**Work to complete:** Print the part of the profit warnings passage below word for word, starting with "UK-listed companies with defined" and going on through "for cash support.".

**Passage shown:**

· · ·

UK-listed companies with defined benefit (DB) pension schemes issued 81 profit warnings in 2024. However, EY-Parthenon has suggested that companies could tap into their DB surplus for cash support.
This is the highest annual volume since the COVID-19 pandemic in 2020, when 249 profit warnings were issued, according to EY-Parthenon’s latest profit warning report.
In total, nearly one in four (24%) UK-listed companies with DB sponsors issued a profit warning last year.
In the final quarter of 2024, 28 profit warnings were issued by UK-listed companies with a DB pension scheme, a year-on-year increase of six warnings and the highest quarterly total since Q4 2020.
The highest volume of warnings was issued by companies in the FTSE Household Goods and Construction sector (15), followed by FTSE Industrial Support Services (12) and FTSE Retailers (7).
Rising costs (28%), contract issues and spending delays (26%), and credit tightening (11%) were cited as the main reasons for profit warnings.

· · ·

**Available data:**

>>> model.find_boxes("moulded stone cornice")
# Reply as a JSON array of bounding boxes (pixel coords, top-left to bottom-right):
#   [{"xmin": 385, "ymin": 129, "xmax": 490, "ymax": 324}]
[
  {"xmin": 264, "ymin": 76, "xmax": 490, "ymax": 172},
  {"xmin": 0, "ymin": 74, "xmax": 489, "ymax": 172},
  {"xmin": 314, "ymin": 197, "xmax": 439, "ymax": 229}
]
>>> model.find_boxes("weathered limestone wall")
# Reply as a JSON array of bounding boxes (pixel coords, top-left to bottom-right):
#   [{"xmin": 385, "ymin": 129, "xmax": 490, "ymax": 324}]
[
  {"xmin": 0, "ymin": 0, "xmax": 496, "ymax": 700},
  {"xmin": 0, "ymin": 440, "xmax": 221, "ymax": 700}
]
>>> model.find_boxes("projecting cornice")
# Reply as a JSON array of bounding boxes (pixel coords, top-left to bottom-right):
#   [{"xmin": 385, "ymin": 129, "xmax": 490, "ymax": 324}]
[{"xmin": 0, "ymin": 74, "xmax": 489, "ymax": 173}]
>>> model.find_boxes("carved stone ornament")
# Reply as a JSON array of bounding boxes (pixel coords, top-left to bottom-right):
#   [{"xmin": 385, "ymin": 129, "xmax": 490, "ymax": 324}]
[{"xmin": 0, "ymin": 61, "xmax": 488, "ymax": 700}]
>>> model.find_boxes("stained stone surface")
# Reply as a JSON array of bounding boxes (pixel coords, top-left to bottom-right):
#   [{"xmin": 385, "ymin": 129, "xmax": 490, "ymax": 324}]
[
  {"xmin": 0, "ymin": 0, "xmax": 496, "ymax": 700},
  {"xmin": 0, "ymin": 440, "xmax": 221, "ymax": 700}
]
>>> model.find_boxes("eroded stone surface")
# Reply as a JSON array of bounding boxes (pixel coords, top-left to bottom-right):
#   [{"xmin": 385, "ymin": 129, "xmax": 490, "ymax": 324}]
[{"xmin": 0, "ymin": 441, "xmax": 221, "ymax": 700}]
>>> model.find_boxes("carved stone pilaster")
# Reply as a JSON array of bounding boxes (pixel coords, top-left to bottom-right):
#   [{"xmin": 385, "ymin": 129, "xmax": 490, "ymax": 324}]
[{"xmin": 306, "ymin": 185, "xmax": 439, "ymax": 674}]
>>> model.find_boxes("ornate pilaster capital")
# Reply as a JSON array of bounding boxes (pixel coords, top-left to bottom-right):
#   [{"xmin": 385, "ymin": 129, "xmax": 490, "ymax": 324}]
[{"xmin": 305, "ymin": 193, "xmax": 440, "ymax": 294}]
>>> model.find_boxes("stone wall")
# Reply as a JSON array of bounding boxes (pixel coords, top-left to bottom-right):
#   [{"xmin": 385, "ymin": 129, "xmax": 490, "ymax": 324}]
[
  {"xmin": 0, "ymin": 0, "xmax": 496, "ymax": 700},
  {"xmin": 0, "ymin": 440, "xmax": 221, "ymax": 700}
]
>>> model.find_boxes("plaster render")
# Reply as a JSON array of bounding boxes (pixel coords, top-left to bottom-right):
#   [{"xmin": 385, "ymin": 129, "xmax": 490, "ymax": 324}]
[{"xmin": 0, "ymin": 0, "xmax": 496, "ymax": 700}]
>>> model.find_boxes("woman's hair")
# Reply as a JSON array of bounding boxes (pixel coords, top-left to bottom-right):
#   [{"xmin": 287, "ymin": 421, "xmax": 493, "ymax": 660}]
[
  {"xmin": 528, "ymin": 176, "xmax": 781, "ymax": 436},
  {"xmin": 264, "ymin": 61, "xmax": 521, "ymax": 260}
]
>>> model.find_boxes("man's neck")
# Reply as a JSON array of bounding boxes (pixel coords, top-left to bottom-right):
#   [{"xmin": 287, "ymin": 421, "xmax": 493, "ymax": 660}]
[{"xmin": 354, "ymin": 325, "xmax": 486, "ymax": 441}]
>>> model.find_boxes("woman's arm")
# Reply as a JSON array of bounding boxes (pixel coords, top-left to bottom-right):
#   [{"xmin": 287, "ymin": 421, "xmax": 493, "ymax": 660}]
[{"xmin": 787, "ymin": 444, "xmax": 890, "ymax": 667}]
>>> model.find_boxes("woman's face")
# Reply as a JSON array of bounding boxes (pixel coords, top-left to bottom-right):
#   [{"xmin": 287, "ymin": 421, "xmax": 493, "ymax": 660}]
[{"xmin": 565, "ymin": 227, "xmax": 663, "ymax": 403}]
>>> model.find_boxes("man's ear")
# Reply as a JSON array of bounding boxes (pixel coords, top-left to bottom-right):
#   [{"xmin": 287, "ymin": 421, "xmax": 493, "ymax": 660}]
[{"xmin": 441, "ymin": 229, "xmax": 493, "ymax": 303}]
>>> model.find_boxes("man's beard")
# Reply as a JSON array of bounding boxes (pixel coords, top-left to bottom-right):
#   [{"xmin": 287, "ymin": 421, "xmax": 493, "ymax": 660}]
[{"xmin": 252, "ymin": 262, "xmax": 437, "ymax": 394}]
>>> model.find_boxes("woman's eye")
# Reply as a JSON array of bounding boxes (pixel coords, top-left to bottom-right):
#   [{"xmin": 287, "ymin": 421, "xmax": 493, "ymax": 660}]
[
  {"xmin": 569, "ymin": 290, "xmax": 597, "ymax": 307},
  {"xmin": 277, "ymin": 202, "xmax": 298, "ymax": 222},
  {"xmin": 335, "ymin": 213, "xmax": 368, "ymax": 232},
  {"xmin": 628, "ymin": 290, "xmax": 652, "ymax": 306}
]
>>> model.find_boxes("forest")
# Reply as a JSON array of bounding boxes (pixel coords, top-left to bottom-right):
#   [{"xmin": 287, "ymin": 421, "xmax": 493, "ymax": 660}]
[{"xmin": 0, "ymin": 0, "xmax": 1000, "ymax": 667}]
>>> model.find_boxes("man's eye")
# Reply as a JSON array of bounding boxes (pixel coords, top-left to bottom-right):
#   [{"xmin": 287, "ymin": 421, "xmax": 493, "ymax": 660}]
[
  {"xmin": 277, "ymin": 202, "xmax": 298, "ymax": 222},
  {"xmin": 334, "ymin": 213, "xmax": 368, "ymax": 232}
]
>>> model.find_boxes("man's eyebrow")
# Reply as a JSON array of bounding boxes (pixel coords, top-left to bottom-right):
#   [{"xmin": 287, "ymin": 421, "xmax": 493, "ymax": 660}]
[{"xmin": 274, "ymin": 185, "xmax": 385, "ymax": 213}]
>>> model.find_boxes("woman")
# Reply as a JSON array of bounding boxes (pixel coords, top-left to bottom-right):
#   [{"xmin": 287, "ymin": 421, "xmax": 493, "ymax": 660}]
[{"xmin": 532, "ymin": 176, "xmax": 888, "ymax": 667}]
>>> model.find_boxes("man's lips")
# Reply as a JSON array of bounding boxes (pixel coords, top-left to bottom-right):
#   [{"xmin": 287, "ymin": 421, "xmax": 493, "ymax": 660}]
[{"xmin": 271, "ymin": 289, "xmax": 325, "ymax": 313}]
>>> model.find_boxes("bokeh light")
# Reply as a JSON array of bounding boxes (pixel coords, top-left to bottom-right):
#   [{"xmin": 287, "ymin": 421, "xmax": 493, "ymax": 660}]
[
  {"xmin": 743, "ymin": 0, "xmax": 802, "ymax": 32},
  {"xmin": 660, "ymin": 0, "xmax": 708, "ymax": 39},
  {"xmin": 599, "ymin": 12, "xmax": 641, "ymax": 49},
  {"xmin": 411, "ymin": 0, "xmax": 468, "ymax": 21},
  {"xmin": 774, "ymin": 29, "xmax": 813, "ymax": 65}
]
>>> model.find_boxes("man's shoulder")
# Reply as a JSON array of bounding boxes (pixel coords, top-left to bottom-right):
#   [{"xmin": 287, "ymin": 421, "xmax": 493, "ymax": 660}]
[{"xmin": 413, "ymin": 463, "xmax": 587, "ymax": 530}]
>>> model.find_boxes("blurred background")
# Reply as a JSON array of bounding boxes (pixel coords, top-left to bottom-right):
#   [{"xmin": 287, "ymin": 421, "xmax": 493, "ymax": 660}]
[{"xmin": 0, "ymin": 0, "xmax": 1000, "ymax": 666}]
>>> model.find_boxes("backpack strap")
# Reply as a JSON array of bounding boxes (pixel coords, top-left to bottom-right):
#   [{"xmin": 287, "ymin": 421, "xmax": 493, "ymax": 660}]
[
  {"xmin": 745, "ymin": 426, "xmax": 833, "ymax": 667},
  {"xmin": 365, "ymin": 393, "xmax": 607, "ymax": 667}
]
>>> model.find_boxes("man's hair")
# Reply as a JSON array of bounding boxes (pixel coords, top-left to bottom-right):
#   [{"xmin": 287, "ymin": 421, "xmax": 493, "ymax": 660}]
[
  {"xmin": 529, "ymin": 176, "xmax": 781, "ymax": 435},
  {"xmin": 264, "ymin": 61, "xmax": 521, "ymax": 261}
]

· · ·

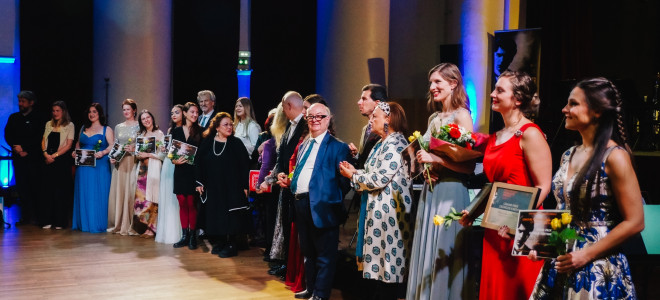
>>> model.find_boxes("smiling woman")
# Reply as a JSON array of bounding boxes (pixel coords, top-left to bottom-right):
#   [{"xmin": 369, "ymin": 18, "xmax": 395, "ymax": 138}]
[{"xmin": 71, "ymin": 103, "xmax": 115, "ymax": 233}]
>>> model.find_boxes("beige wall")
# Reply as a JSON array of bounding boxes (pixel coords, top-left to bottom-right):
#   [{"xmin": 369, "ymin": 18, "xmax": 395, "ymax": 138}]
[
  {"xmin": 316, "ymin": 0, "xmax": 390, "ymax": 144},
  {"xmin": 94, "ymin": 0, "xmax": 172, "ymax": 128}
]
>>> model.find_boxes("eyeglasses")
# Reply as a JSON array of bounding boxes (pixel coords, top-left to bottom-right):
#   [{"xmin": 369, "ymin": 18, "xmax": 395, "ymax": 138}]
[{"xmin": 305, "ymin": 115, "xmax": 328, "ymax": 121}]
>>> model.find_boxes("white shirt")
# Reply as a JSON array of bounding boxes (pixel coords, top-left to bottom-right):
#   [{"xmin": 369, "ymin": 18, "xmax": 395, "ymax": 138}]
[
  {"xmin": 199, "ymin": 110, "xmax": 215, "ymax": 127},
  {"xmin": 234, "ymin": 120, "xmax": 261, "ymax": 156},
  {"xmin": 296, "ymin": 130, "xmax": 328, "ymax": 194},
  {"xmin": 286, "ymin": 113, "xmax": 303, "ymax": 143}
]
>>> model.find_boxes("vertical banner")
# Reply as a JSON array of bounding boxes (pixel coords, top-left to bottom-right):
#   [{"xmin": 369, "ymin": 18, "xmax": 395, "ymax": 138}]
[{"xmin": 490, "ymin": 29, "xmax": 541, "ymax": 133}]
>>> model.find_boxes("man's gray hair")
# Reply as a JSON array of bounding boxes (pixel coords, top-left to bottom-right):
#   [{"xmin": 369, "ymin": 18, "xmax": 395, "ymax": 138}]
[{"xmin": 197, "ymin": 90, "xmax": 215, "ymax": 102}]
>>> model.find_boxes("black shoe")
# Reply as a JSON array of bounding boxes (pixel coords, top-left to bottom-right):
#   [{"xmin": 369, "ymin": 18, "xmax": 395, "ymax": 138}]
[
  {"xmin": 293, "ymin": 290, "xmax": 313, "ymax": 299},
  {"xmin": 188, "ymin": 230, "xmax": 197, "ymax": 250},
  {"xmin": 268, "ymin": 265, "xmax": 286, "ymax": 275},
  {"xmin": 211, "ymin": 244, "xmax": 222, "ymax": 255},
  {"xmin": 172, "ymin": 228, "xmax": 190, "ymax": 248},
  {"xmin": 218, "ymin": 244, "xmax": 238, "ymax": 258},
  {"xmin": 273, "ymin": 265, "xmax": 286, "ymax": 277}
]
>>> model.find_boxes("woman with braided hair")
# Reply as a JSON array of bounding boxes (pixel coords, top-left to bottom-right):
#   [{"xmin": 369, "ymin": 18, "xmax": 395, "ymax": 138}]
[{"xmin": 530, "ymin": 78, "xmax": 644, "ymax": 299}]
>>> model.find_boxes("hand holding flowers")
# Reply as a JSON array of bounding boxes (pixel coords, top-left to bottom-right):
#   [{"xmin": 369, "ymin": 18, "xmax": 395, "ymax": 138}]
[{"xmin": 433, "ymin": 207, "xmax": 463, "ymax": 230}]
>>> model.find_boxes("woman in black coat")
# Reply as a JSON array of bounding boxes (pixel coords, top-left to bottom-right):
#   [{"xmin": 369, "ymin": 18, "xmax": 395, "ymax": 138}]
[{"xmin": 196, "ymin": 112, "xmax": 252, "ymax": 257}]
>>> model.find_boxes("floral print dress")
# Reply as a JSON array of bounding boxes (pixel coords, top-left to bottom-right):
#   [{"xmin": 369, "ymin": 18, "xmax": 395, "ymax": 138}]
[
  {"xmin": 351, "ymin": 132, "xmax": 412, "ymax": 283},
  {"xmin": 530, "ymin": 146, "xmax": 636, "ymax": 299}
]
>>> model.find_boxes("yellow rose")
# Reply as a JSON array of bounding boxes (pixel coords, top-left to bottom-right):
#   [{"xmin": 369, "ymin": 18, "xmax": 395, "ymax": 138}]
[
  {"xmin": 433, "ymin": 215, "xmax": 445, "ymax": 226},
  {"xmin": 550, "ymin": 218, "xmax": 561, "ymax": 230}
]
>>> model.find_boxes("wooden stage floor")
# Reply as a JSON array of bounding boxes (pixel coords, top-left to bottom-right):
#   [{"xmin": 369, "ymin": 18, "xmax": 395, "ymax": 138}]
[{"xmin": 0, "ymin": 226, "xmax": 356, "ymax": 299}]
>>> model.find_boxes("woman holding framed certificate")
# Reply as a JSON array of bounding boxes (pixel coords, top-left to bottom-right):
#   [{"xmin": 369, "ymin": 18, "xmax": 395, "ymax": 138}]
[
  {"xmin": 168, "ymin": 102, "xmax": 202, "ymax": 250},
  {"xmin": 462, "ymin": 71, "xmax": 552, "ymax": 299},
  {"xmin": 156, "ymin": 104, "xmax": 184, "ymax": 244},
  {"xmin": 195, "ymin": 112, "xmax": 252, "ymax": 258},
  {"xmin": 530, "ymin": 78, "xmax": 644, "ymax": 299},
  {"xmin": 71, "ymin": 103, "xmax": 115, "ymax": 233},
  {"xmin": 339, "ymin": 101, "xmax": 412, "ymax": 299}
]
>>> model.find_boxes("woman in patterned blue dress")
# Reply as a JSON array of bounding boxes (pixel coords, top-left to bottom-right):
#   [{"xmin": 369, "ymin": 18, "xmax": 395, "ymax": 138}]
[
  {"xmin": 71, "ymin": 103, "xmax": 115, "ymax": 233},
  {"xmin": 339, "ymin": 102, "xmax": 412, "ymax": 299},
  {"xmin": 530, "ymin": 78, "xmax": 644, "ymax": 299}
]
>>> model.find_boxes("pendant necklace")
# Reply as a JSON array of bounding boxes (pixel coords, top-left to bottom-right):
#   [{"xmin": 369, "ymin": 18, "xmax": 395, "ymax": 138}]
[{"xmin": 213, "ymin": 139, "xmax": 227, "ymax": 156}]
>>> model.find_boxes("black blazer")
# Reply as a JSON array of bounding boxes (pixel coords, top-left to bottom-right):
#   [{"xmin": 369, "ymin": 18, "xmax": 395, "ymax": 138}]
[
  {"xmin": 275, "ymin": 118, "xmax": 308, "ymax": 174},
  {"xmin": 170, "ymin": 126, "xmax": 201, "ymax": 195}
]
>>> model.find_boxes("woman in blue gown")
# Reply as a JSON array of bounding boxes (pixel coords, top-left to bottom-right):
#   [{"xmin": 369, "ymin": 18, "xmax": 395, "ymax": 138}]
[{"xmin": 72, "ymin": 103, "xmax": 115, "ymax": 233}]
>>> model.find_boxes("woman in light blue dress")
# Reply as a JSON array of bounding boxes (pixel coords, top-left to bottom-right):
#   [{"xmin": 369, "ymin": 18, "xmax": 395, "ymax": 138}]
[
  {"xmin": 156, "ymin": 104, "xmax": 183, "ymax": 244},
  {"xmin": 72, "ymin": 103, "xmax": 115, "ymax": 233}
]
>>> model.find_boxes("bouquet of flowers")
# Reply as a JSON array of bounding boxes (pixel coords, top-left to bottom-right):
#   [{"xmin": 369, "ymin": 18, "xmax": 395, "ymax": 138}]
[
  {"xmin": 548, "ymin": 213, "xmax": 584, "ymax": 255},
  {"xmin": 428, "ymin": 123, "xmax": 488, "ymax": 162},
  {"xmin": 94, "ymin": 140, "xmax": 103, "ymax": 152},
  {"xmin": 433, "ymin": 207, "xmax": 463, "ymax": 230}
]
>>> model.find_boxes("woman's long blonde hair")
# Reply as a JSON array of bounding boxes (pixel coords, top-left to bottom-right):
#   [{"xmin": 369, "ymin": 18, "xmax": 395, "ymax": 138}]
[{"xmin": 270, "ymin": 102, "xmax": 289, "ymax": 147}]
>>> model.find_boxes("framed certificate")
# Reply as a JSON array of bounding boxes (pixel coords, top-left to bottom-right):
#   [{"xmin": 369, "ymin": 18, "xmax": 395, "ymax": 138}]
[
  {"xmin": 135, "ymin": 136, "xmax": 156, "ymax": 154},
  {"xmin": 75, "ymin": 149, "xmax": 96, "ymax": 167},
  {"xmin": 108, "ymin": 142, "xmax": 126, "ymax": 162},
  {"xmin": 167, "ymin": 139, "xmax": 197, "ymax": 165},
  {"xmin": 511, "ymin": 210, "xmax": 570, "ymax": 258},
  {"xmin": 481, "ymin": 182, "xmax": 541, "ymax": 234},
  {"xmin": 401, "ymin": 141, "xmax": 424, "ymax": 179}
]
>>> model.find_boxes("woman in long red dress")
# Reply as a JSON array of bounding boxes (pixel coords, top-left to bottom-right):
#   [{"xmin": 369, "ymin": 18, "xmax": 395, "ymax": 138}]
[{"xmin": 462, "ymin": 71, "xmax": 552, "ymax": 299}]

· · ·

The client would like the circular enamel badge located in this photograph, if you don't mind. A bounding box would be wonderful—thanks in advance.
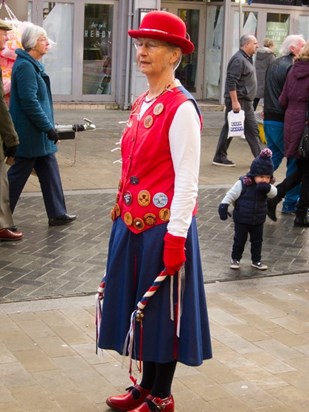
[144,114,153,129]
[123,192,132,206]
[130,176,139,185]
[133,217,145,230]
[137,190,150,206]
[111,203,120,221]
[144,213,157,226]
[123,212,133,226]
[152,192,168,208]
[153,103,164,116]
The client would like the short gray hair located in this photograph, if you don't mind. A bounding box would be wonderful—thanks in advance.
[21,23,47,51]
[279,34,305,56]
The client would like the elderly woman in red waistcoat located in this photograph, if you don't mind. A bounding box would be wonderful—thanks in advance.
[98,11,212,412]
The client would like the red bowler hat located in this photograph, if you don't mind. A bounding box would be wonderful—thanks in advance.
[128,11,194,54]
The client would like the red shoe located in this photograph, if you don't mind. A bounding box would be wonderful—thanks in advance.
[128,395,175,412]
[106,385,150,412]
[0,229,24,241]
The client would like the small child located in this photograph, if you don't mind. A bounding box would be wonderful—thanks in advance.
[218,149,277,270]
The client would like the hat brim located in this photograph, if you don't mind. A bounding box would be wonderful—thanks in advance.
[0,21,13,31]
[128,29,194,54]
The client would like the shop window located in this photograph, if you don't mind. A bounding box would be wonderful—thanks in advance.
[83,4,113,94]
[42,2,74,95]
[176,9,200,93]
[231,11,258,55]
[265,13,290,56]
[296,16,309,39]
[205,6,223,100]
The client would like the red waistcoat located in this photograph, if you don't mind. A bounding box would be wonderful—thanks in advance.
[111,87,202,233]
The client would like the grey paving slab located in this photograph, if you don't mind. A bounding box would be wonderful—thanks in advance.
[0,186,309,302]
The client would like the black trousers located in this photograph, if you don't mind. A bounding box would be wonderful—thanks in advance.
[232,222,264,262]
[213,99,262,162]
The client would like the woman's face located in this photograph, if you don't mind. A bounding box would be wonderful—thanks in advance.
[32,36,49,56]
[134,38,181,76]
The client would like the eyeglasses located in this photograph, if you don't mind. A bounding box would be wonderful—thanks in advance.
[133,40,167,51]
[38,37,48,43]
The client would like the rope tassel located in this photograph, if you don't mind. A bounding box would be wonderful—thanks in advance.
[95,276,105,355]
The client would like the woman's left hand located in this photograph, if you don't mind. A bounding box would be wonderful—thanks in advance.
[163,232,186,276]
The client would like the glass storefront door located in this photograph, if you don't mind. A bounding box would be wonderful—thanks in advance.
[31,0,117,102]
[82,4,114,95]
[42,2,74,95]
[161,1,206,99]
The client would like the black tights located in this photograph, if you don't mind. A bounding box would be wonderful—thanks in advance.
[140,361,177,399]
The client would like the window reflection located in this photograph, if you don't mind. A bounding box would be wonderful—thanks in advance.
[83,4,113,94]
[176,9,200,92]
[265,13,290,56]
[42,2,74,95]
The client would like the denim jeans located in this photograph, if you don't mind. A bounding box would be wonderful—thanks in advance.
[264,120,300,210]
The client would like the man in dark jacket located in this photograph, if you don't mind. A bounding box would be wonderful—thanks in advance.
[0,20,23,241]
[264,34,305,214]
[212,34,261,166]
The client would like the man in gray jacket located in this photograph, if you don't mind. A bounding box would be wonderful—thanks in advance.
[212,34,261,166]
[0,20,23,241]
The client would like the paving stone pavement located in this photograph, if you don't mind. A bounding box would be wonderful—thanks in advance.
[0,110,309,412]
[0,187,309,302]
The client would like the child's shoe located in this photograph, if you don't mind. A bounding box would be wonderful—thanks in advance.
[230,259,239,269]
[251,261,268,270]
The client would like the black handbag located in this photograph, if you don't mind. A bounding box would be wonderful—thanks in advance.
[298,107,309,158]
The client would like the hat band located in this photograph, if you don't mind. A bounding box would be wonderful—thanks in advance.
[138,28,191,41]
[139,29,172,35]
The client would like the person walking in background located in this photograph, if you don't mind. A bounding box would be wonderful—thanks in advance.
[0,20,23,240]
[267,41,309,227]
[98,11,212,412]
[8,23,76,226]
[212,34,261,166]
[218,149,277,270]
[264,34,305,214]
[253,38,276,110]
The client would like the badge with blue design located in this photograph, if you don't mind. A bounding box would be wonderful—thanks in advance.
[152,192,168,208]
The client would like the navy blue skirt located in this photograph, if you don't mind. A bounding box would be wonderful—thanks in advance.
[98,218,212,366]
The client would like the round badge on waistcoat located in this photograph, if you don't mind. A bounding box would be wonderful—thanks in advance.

· · ·

**Solution to this exercise:**
UK-listed companies with defined benefit (DB) pension schemes issued 81 profit warnings in 2024. However, EY-Parthenon has suggested that companies could tap into their DB surplus for cash support.